Prompt - Below are some records; return each one exactly.

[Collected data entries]
────────────────────

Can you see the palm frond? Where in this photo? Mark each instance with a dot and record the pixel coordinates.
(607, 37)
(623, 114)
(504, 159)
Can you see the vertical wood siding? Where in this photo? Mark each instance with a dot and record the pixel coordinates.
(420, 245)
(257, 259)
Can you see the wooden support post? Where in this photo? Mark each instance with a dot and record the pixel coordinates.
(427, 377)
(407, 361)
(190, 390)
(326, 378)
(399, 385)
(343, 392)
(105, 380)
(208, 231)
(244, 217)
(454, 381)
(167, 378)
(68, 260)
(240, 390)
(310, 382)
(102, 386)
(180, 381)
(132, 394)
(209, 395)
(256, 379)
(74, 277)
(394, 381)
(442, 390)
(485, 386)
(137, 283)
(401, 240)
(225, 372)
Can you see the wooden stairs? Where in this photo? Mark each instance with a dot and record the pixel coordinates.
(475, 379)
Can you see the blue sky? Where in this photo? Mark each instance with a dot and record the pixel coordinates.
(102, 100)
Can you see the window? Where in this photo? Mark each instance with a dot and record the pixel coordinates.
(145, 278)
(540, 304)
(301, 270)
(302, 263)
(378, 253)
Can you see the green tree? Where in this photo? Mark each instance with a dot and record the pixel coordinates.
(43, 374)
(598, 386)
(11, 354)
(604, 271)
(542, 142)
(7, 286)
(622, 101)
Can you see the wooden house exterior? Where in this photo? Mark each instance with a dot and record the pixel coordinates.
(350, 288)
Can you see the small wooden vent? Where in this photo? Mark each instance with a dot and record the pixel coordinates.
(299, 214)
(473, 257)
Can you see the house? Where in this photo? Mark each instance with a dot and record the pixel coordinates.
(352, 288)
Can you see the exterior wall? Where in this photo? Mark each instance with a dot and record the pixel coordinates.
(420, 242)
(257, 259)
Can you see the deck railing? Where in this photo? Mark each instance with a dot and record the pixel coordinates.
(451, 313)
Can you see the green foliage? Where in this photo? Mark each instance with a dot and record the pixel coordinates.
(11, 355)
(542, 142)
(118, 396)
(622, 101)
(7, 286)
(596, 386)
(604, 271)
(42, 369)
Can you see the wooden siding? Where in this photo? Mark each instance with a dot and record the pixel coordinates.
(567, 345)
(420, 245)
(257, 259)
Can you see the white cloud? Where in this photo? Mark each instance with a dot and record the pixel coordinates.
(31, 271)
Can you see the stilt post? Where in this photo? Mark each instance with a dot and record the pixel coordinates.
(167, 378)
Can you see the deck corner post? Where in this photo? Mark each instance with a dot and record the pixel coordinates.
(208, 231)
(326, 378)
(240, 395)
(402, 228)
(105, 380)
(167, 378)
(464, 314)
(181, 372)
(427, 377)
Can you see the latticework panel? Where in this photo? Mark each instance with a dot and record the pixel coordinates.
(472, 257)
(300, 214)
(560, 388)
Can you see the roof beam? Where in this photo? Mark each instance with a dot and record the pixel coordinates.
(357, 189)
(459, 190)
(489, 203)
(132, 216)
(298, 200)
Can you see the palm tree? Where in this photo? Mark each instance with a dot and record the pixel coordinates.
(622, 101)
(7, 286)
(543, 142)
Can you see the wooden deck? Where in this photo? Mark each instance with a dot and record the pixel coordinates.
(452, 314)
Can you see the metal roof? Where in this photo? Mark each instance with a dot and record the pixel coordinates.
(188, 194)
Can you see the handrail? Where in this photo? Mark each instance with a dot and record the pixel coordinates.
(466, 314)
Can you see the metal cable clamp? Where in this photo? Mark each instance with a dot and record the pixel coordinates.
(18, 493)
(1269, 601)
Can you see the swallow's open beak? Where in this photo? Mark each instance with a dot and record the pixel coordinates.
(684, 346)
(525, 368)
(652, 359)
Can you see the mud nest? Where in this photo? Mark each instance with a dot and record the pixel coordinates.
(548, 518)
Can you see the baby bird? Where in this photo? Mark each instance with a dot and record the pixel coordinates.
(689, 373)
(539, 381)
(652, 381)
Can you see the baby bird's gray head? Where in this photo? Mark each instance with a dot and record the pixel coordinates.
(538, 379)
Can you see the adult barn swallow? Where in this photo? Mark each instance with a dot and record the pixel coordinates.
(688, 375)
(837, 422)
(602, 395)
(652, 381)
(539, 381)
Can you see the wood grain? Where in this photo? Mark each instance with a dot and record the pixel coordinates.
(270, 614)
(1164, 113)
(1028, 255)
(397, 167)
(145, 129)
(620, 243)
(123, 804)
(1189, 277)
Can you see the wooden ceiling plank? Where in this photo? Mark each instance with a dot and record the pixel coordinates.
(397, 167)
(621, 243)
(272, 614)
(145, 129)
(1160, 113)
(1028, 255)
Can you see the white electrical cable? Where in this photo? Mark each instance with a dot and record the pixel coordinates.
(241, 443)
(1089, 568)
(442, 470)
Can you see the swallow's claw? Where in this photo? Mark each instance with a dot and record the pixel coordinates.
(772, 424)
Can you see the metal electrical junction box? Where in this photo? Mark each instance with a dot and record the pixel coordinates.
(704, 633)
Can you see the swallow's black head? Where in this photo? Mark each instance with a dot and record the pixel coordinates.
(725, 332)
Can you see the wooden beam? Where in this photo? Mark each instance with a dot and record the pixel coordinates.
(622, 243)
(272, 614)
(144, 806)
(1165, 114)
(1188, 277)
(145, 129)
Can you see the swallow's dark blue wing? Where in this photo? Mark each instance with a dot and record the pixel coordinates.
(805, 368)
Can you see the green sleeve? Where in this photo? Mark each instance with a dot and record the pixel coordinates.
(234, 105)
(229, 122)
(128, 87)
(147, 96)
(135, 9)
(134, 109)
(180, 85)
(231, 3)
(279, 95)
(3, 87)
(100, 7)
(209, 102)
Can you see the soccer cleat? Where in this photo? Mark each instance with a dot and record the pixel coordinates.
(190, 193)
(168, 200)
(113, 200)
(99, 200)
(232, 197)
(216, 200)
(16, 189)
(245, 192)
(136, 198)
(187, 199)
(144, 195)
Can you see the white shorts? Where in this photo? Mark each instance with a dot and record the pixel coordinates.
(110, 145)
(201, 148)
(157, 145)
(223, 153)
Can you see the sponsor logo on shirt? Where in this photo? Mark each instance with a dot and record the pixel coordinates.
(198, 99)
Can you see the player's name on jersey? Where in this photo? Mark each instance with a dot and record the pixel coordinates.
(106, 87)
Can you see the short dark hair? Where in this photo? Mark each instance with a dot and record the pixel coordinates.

────────────────────

Result -
Can you see the palm frond? Where in this photo? Mark each instance with a dot and record the pixel coordinates.
(607, 37)
(623, 114)
(504, 159)
Can you see the vertical wood siding? Where in this photo? Mark each instance with a dot and record the pixel coordinates.
(420, 245)
(257, 259)
Can you see the wooden support post? Where in this photo? Mark each instance with a dot and record the pixel coordinates.
(427, 377)
(407, 361)
(190, 390)
(326, 378)
(399, 385)
(343, 392)
(105, 380)
(208, 231)
(244, 217)
(454, 381)
(167, 378)
(68, 260)
(240, 390)
(310, 382)
(102, 386)
(180, 381)
(132, 394)
(209, 395)
(256, 379)
(74, 277)
(394, 381)
(442, 390)
(485, 386)
(137, 283)
(401, 240)
(225, 372)
Can you see the wooden stairs? Where in this photo? Mark each instance with a dot and record the pixel coordinates.
(475, 379)
Can you see the blue sky? Where in this photo? Mark each instance with a dot and record the pixel coordinates.
(102, 100)
Can you see the window? Where in this photo? Mark each instance with a dot and record the pixel coordinates.
(145, 278)
(540, 304)
(301, 270)
(302, 263)
(378, 253)
Can you see the green tree? Where in this photo? Mark each instance with a dot and record the pixel coordinates.
(43, 374)
(598, 386)
(11, 354)
(604, 271)
(542, 142)
(7, 286)
(622, 101)
Can you see the wooden house exterior? Where in this photo? Mark each instance with a dot and record the pixel coordinates.
(350, 288)
Can you see the small wooden vent? Where in this photo? Mark each instance with a dot and record the pixel coordinates.
(299, 214)
(473, 257)
Can you see the house? Where in this photo? Mark each instance with a dot and record the pixel coordinates.
(352, 288)
Can you see the exterior wall? Where in this photo? Mark each instance with a dot and record the pixel coordinates.
(420, 242)
(257, 259)
Can you see the deck railing? Where in this photo? Mark each instance with a dot and record the pixel coordinates.
(451, 313)
Can you see the green foliage? Where in this photo? Mark each instance with a dot and record the pixel coordinates.
(11, 355)
(542, 142)
(118, 396)
(622, 101)
(7, 286)
(596, 386)
(604, 271)
(42, 369)
Can you see the wooden siding? Where in this photo? Mark each instance with a dot and record the pixel coordinates.
(567, 345)
(420, 245)
(257, 259)
Can you see the white cloud? Where in this photo? Mark each instance with a dot and record the pixel coordinates.
(31, 271)
Can you see the stilt post? Where in this photo? Mark each instance with a dot and record the pixel coordinates.
(167, 378)
Can you see the deck corner post? Where in this photo? Mark each instance with a dot and record the pixel coordinates.
(208, 231)
(326, 378)
(240, 395)
(402, 228)
(105, 380)
(167, 378)
(464, 314)
(181, 372)
(427, 377)
Can you see the latticework panel? Where in this photo? Mark each instance with a dot and record the pixel coordinates.
(472, 257)
(300, 214)
(560, 388)
Can you see the roof beam? Where in this photo? Mark each instance with a dot and record the pixel coordinates.
(357, 189)
(459, 190)
(489, 203)
(132, 216)
(298, 200)
Can you see the palm tree? Where in this photo? Mark each instance with a dot and record the pixel coordinates.
(622, 101)
(7, 286)
(543, 142)
Can you see the wooden deck? Where in this photo? Mark each instance with a dot and record the pixel coordinates.
(452, 314)
Can you see the metal roof? Where in this photo? Mark each instance with a dot and record the pixel coordinates.
(188, 194)
Can you see the handrail? Where in this photo? Mark each instance with a dot and record the pixel coordinates.
(466, 314)
Can you see the metal cable clamp? Where in this photo? Mark each instance with a dot and record the pixel coordinates.
(18, 493)
(1269, 601)
Can you see the swallow's open beak? Where in this photo? Mark each instance with a dot and record the pixel coordinates.
(684, 346)
(525, 368)
(652, 359)
Can you see the mud nest? Where in this photo? Mark each instance with a dot and record the pixel coordinates.
(548, 518)
Can you see the baby bird? Where in this photo? Mark each instance with a dot and record the pixel coordinates.
(689, 373)
(539, 381)
(652, 381)
Can you see the baby bird's gray head? Where in this photo? Mark each instance with a dot and record the pixel coordinates.
(538, 379)
Can you see the adult barn swallow? Where in this photo? Mark each instance with a dot and record the pixel coordinates.
(688, 375)
(837, 422)
(602, 395)
(652, 381)
(539, 381)
Can you see the wood grain? Where in this photo? Mark each instance with a dot and record the pixel coordinates.
(270, 614)
(1164, 113)
(1028, 255)
(397, 167)
(145, 129)
(620, 243)
(123, 804)
(1189, 277)
Can you see the wooden ceiling plank? Where in this photo? Mark each instance with a dot and record the pixel coordinates.
(397, 167)
(621, 243)
(272, 614)
(145, 129)
(1160, 113)
(1028, 255)
Can you see the white electrical cable? Where in this photo? Mark each instance with a dot and record the pixel coordinates.
(241, 443)
(1089, 568)
(442, 470)
Can you see the swallow's claw? Where in this photo? Mark each instance with a dot and record the pixel coordinates.
(772, 424)
Can you see the metal electrical junction box? Where in this photo? Mark each instance with a dot and record the pixel coordinates.
(704, 633)
Can you see the swallow's black head? Where in this photo? Mark each instance with a dot and record the pixel coordinates.
(725, 332)
Can you see the wooden beam? Where in this photo? Mark each instance with a dot and record the pixel coordinates.
(622, 243)
(272, 614)
(144, 806)
(1165, 114)
(1188, 277)
(145, 129)
Can you see the swallow's dark blue wing? Where in this photo? Mark each instance with a dot and record the pixel coordinates.
(805, 368)
Can you see the green sleeve? Where in this photo? Mark each instance with a dot and record the pixel coordinates.
(234, 105)
(229, 122)
(128, 87)
(147, 96)
(135, 9)
(134, 109)
(180, 85)
(231, 3)
(279, 95)
(3, 87)
(100, 7)
(209, 102)
Can you see the soccer cleat? Where in this photo? Mark each instance with a dot and record the pixel coordinates.
(190, 193)
(168, 200)
(113, 200)
(99, 200)
(232, 197)
(216, 200)
(16, 189)
(245, 192)
(136, 198)
(187, 199)
(144, 195)
Can you see the white shorts? Where in this photo? Mark each instance with a dot and record the pixel coordinates.
(110, 145)
(201, 148)
(157, 145)
(223, 153)
Can you see the sponsor logo on shirt? Where in this photo? Mark each instance with a dot and record the pixel coordinates.
(198, 99)
Can you see the player's name on jersey? Where in this photo? Mark each instance with a dot and record the pixel coordinates.
(106, 87)
Can you see the short dark hair? Where in this photo? Mark each instance with a dot and record the pixel coordinates.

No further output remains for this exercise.